• **Required action**: Across the records below, how many lines include the string "image"? State the number and nothing more.

• **Source material**:
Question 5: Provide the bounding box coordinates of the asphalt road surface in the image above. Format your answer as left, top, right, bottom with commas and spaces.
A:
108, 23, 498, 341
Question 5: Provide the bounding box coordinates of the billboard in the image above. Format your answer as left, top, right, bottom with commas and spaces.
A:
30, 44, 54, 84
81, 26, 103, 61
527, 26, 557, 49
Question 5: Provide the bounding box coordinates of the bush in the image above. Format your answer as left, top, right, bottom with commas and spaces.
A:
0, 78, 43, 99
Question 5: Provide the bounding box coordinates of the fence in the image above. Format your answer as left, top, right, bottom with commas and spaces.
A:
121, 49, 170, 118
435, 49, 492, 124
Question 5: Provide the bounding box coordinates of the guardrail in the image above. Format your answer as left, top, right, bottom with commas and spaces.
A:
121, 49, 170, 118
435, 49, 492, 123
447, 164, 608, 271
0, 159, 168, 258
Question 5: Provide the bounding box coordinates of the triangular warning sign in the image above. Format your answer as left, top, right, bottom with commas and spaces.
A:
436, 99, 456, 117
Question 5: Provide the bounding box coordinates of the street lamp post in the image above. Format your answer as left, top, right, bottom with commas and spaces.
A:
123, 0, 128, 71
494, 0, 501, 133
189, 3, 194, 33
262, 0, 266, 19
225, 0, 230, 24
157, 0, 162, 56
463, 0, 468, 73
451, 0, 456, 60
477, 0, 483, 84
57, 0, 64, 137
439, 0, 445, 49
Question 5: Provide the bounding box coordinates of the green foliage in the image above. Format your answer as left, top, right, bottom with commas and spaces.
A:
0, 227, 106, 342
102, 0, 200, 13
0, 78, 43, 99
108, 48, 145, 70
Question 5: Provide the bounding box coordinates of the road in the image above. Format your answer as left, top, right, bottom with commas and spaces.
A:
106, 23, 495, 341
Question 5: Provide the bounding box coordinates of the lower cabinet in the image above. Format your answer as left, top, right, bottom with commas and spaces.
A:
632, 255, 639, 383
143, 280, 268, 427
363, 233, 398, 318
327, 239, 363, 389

• **Written answer**: 10